§ **WRITTEN PROBLEM**: Pull out every line of the material below that contains the string "logo", treating uppercase and lowercase letters as different.

(Data items)

===============

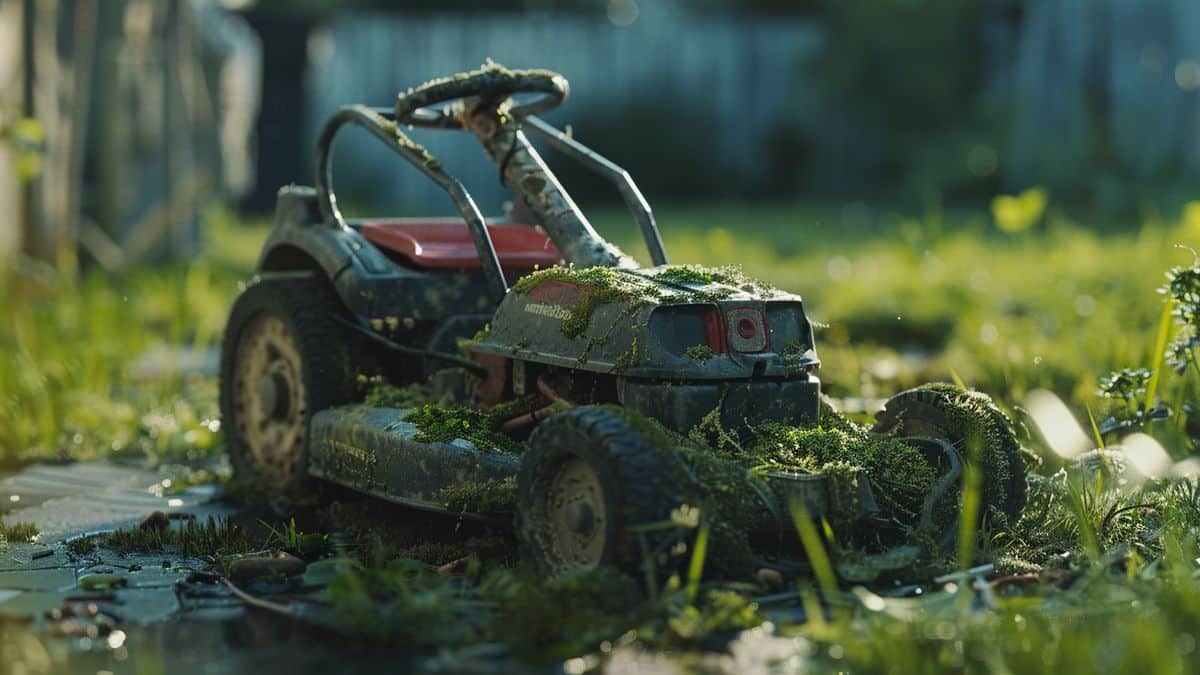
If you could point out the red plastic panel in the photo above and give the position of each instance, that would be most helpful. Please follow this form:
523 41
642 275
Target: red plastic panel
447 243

===============

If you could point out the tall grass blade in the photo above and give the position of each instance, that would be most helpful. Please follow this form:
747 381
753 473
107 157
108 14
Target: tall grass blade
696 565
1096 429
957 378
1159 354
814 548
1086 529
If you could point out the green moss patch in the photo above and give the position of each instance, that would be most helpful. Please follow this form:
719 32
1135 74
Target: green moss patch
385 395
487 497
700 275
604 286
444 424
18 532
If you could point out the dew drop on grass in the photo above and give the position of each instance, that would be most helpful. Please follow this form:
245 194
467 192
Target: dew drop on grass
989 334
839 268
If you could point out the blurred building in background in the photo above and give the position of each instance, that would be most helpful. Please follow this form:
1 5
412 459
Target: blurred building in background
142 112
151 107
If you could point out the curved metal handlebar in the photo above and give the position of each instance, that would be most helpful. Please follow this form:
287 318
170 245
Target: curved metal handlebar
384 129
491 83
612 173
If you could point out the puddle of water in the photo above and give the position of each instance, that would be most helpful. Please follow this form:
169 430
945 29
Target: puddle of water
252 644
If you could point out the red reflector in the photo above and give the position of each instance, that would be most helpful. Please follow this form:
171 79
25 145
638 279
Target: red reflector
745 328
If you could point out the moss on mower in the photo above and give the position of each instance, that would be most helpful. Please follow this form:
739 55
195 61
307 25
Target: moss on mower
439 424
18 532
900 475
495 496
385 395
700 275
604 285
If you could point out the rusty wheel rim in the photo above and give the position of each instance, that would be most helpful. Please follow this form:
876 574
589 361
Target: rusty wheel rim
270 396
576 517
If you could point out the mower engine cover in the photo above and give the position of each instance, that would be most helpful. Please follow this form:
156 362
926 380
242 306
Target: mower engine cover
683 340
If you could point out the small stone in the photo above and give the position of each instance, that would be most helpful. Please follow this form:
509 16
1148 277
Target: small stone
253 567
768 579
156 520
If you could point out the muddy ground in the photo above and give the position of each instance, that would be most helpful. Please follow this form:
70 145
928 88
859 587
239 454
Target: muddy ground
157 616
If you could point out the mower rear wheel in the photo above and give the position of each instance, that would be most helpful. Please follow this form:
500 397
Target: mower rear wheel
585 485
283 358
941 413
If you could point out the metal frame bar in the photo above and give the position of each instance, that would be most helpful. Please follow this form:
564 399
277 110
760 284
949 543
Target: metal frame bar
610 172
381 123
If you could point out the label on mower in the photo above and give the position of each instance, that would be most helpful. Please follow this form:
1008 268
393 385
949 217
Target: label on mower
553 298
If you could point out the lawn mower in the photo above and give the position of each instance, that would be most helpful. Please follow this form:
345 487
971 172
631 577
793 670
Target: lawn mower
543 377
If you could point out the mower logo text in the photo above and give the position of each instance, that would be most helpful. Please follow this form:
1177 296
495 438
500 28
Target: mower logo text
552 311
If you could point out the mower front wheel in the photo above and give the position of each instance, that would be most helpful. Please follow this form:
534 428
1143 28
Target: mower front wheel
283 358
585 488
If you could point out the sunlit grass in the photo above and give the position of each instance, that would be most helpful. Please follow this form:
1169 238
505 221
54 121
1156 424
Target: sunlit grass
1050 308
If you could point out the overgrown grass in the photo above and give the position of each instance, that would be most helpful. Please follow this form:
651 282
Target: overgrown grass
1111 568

===============

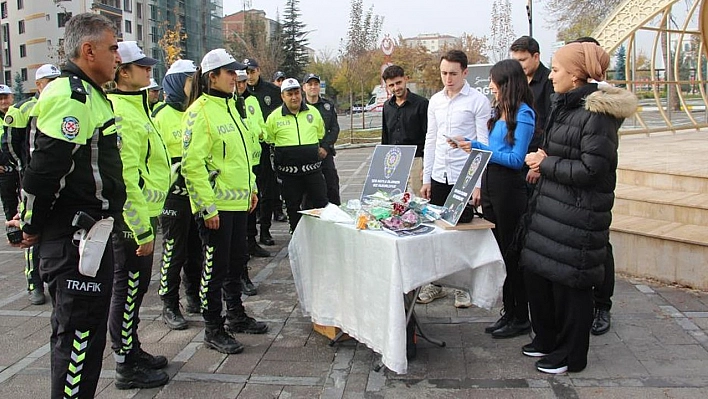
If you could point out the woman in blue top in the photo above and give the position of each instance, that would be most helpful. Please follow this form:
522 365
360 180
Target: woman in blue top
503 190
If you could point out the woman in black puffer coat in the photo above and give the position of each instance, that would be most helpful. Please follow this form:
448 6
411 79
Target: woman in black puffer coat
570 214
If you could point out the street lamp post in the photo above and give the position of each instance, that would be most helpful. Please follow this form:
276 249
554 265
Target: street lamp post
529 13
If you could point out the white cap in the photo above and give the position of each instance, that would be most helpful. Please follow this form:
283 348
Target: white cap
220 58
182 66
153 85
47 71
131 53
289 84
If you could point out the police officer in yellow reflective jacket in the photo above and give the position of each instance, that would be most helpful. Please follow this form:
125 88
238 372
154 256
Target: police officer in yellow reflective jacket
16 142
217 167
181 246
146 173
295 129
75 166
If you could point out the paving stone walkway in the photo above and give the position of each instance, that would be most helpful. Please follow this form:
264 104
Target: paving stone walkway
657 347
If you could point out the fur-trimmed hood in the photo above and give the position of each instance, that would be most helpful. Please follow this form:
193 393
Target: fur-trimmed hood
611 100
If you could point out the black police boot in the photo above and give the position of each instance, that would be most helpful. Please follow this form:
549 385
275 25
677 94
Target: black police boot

===============

§ **TASK OUTPUT**:
If you could point out the mower logo text in the photo above and give the position of each instance, that would be most helpful. Please follow this form:
Target: mower logo text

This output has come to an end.